### AIM OF THE TASK
In the listing below, locate the lines that hold "with" and copy them.

### RECORDS FOR PROCESSING
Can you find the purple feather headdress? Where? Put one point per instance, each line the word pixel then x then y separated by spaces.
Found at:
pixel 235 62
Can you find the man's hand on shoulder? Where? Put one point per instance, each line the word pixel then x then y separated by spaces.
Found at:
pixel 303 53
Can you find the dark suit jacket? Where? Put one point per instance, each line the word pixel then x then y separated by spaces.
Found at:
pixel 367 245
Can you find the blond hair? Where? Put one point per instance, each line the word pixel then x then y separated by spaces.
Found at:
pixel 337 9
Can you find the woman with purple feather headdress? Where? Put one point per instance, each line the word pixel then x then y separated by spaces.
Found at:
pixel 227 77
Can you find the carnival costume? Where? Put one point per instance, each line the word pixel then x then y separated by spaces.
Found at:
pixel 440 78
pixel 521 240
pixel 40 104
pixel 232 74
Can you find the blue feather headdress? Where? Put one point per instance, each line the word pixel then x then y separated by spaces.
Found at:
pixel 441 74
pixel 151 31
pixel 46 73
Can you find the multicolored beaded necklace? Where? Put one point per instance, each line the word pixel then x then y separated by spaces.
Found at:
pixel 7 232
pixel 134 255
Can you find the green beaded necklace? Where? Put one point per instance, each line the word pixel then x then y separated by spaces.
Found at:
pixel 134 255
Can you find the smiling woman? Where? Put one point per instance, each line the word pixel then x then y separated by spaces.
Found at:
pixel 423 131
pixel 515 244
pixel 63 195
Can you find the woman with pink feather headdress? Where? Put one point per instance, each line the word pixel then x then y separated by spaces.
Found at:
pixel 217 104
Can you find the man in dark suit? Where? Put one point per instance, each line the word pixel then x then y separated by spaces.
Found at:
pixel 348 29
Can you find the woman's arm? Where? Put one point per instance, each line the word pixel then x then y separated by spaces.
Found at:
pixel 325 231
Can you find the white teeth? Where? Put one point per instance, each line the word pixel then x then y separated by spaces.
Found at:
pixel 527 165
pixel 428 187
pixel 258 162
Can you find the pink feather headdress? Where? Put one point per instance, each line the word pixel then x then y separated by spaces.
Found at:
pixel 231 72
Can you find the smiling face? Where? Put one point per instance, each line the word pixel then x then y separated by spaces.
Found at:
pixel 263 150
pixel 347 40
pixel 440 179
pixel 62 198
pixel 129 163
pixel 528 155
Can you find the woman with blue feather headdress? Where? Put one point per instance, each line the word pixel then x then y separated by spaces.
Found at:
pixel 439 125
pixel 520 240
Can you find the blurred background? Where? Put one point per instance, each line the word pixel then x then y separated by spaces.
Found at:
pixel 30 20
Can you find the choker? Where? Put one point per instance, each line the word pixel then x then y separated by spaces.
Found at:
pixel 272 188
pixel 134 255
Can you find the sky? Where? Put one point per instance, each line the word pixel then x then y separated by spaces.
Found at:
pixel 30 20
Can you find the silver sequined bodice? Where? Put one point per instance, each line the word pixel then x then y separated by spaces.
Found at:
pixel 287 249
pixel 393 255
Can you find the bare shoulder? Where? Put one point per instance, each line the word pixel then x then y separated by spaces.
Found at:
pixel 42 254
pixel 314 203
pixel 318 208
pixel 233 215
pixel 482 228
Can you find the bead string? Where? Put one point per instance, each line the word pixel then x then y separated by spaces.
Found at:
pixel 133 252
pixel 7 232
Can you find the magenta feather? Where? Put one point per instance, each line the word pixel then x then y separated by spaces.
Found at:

### RESPONSE AREA
Can you find the woman with purple feather headdress? Where? Put one point per instance, each line the word pixel then x then y separated by spaces.
Can you find the woman with pink feather headdress? Where? Put one point per instance, each line the word pixel then x then y separated by spaces.
Can you find the woman with blue feather headdress? Where? Put one point per instance, each line the word pixel then x then y separated by spaces.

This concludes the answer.